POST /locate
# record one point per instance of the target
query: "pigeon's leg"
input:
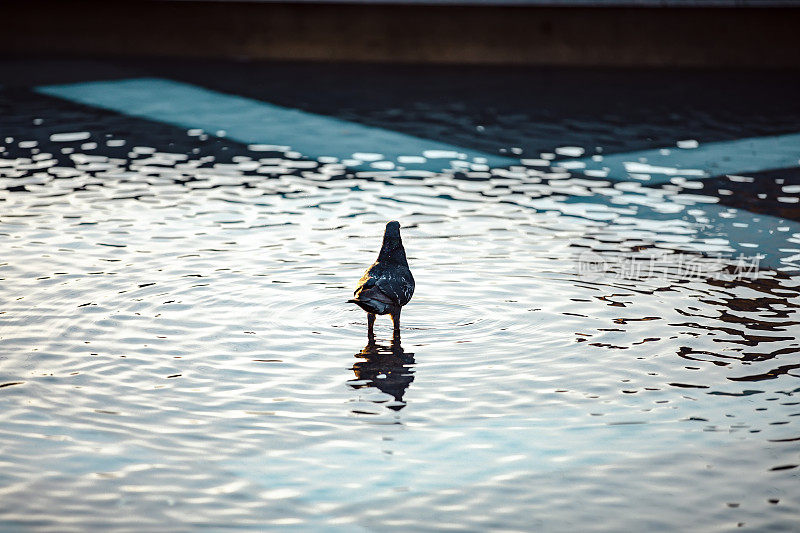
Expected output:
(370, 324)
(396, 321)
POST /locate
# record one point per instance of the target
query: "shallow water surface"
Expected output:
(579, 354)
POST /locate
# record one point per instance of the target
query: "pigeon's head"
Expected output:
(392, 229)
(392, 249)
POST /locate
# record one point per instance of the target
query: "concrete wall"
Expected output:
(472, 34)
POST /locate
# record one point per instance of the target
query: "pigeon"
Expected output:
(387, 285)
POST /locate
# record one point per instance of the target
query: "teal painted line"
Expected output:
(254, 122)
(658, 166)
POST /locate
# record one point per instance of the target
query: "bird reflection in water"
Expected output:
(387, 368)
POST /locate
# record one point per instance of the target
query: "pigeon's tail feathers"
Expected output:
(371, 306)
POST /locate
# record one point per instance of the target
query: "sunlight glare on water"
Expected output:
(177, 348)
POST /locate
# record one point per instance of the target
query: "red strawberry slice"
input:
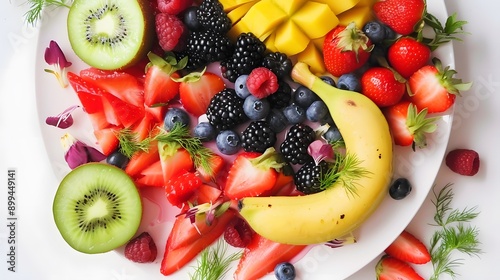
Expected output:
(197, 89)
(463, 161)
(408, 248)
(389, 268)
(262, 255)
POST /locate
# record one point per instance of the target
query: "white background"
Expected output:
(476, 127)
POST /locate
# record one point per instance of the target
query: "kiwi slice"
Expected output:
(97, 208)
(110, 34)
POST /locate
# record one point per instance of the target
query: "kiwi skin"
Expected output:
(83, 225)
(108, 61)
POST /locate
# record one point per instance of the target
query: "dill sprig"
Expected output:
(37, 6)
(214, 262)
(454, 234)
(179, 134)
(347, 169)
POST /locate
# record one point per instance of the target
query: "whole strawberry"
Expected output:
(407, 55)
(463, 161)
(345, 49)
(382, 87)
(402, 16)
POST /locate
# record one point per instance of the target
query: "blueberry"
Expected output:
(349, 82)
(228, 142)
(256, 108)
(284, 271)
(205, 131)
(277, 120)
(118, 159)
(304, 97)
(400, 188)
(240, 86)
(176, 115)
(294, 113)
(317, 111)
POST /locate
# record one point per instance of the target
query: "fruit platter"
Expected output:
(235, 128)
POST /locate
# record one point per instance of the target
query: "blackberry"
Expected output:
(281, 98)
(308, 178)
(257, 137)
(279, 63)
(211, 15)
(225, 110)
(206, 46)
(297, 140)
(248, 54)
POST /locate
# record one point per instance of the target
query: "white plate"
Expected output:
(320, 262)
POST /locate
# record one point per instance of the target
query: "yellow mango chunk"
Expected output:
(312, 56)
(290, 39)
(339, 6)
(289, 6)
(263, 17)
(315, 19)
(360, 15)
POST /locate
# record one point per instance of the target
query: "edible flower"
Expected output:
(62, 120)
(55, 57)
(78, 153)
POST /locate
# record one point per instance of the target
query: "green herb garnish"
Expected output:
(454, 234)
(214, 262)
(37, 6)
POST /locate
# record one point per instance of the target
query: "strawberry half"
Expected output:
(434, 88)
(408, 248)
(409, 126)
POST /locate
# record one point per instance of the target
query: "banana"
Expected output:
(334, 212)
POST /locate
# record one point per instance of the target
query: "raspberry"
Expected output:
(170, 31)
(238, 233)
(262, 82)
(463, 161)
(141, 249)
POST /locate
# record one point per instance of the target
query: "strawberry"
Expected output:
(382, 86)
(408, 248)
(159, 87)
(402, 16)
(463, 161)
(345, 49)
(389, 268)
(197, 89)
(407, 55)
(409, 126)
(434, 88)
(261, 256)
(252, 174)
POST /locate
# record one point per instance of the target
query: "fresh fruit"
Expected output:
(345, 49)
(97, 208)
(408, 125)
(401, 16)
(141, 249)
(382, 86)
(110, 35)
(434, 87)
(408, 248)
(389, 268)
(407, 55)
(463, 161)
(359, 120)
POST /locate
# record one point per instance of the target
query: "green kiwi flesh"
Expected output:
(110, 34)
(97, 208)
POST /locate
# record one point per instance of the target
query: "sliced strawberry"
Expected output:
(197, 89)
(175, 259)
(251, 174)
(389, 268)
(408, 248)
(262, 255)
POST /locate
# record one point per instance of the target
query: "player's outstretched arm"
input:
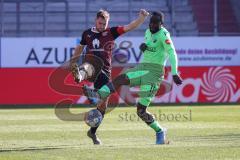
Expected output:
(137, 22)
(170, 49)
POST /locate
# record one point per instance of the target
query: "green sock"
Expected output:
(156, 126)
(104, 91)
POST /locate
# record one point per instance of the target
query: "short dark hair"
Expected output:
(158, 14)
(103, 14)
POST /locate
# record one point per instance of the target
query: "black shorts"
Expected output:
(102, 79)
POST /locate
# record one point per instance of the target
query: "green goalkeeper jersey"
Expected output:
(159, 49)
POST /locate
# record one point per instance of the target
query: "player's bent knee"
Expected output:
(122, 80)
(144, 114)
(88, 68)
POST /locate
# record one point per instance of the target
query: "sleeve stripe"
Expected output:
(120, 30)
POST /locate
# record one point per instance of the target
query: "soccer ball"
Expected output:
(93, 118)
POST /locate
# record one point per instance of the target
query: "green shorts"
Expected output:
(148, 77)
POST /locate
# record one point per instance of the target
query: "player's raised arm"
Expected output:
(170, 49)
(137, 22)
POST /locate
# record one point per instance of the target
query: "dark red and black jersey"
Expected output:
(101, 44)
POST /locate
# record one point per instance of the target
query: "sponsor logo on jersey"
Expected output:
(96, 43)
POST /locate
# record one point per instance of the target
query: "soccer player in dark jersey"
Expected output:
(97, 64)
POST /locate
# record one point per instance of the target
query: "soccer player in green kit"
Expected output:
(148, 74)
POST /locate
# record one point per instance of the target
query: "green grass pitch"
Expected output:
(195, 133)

——————————

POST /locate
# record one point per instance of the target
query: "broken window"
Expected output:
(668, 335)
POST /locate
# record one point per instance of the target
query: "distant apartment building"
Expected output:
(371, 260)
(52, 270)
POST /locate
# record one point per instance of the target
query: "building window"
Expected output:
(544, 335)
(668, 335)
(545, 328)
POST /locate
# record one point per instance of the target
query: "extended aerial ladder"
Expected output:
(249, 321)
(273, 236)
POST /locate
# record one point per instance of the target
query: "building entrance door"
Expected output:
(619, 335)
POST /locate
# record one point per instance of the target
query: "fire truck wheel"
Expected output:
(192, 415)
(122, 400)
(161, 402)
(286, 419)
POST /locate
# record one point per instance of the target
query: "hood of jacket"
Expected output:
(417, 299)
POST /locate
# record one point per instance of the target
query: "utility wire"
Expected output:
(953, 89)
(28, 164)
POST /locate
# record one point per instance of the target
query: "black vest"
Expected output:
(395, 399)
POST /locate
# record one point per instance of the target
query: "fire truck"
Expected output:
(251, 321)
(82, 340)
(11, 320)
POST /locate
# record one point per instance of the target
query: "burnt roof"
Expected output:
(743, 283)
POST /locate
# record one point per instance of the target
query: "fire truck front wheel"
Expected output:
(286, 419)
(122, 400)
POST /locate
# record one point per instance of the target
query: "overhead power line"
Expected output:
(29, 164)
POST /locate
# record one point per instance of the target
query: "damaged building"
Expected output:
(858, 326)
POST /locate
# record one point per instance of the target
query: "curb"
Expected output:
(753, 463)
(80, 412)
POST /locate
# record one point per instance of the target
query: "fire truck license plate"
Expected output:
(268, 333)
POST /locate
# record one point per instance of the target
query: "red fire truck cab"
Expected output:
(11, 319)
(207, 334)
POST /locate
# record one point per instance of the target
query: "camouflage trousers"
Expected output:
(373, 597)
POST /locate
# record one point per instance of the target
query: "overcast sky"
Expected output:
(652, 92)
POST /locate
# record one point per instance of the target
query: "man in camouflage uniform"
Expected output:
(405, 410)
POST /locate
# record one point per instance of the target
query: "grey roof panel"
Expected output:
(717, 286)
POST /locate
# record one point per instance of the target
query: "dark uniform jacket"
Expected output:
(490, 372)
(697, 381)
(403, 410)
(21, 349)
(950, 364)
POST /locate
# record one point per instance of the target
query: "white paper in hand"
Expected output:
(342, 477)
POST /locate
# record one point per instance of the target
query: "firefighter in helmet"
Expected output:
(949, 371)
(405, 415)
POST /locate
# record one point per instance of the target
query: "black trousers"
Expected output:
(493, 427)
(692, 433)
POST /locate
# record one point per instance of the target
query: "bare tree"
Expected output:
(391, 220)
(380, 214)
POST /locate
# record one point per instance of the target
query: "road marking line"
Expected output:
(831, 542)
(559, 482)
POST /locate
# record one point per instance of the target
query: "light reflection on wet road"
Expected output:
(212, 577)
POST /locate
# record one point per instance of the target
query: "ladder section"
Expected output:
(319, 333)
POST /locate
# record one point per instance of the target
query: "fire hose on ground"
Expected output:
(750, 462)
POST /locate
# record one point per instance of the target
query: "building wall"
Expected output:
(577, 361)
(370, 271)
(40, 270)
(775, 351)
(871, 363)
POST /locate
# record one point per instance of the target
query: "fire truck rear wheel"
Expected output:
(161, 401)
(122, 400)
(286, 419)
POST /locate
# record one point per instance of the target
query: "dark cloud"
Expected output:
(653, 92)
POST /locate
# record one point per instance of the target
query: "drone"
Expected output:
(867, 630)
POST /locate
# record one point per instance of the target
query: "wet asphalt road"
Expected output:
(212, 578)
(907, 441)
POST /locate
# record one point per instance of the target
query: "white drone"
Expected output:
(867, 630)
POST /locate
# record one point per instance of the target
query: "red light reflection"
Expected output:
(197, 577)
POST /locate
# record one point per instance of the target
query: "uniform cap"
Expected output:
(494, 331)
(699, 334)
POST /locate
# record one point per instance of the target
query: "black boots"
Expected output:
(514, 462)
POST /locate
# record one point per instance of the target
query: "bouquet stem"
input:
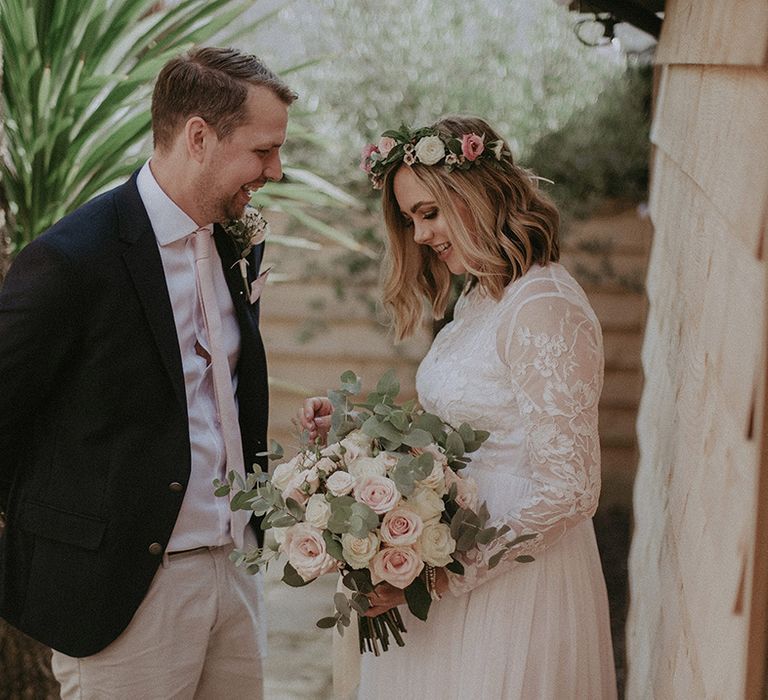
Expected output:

——————————

• REQUIRED TASK:
Show every line from the rows above that contains the string "plate", matching case exactly.

• EXPECTED OUTPUT:
query: "white plate"
query: "fire truck license plate"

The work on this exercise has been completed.